### Given problem
Pull out each line of the listing below that contains the word "wooden", and copy those lines unchanged.

### Given records
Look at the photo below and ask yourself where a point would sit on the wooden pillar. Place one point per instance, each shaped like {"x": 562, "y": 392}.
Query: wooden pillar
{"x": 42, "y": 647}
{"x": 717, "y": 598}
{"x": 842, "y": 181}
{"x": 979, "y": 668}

* * *

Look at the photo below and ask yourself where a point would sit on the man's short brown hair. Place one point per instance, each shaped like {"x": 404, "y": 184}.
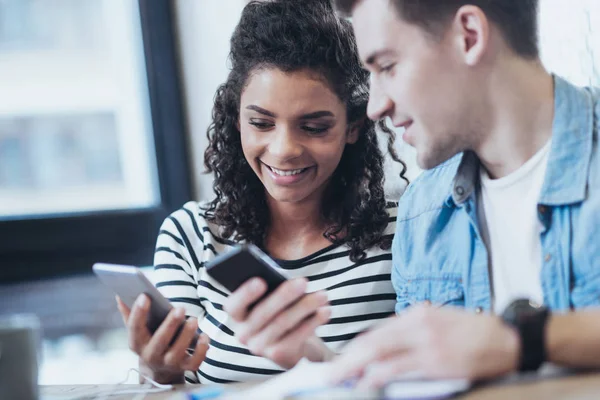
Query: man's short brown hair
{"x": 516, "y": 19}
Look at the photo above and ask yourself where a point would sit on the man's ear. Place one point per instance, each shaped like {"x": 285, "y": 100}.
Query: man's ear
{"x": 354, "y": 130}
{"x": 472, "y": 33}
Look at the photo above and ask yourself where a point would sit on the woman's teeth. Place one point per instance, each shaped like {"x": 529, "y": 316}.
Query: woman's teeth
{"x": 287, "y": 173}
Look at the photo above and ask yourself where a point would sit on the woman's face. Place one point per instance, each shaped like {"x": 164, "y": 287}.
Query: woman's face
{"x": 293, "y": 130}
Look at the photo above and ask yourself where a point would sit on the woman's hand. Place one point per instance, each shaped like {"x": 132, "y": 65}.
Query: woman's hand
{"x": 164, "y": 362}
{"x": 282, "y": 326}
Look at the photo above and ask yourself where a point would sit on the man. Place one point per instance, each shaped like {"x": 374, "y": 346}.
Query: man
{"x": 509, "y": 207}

### Complete output
Look at the photo below and ask yourself where a point would sit on the wooden pillar. Place one point per instance, each shaped like {"x": 562, "y": 392}.
Query: wooden pillar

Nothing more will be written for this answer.